### Selected passage

------------------------------------------------------------

The third mechanism that was proposed to explain the skipping of several exons due to the splicing mutation was the “splicing paralysis” model. It was described in detail for the c.1248+5G>A mutation in OXCT1 gene that was found in patient with succinyl-CoA:3-ketoacid CoA transferase deficiency (Hori et al. 2013). This mutation leads to the skipping of exons 12 and 13 from the transcript and first studies aimed to identify appropriate SECRI intermediates, but without any success. Further functional analysis had shown that introns in the normal transcript were spliced in the following order: intron 13, 12, and 11. The presence of mutation affecting donor site of the intron 13 caused the delay in this intron removal thus also affecting the time of intron 12 and 11 splicing. Authors suggested that this caused so-called splicing paralysis that could be solved by the removal of whole intron 11-mutated intron 13 fragment, including exons 12 and 13 (Hori et al. 2013).

------------------------------------------------------------

### Records provided
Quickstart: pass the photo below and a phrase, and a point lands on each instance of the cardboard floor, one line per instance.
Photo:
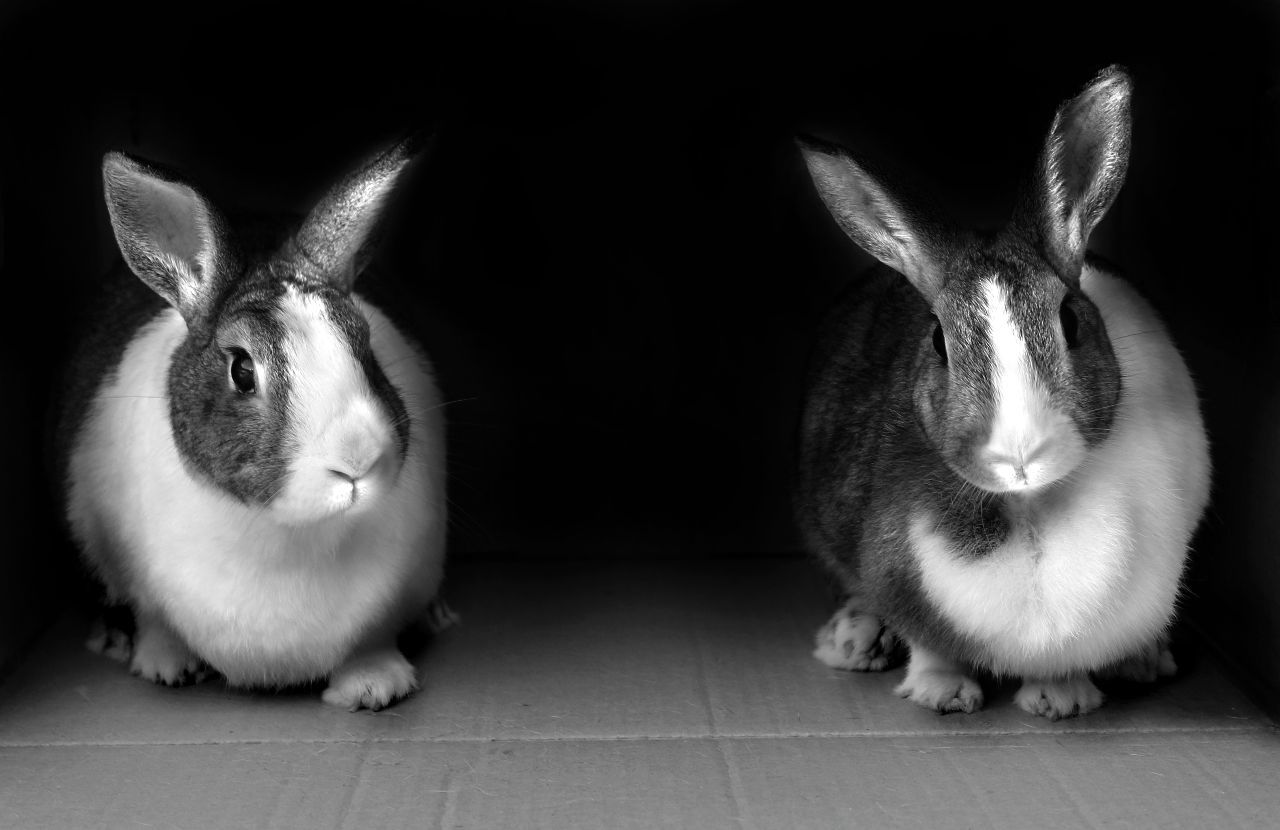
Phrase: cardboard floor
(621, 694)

------------------------------------------------------------

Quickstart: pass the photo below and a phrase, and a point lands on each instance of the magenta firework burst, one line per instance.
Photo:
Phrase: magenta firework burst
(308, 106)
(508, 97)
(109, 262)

------------------------------------------------------------

### Work task
Resume the passage about the splicing paralysis model, picking up right after its final sentence.

### Your response
The effect of a specific splicing mutation may also depend on the tissue type in which the primary transcript is expressed and thus the availability of the specific factors. A good example is the c.2204+6T>C mutation in the IKBKAP gene, that is found in homozygous state in about 99% of patients with familial dysautonomia inherited in autosomal recessive manner (Cuajungco et al. 2003; Slaugenhaupt et al. 2001). The bioinformatic analysis with Human Splicing Finder (HSF) did not predict that the c.2204+6T>C variant affects splicing. The functional studies had shown, however, that this substitution caused skipping of the exon 20. Functional analysis of the IKBKAP RNA level in distinct tissue types revealed that the wild-type transcript was present at different levels in all examined samples. Its level was the highest in lymphocyte-derived cell lines, while the transcript lacking exon 20 had the highest expression in nervous cells. This can explain why the nervous system deficits are the most prominent in familial dysautonomia patients (Ibrahim et al. 2007; Axelrod et al. 2011).

Deep intronic variants as a cause of cryptic exon inclusion (type II mutations)

Another category of splicing mutations includes deep intronic mutations—usually substitutions localized within large introns that result in the inclusion of an intron fragment—so-called cryptic exon or pseudoexon, into the mature transcript. Functionally, such variants create novel acceptor or donor sites that are recognized by the splicing complex and are used in combination with the existing intronic cryptic splice sites. It is also possible that deep intronic mutations result in the creation of novel regulatory elements (e.g., splicing enhancers) and the recognition of the specific intronic sequences as an exonic ones (detailed review in Vaz-Drago et al. 2017).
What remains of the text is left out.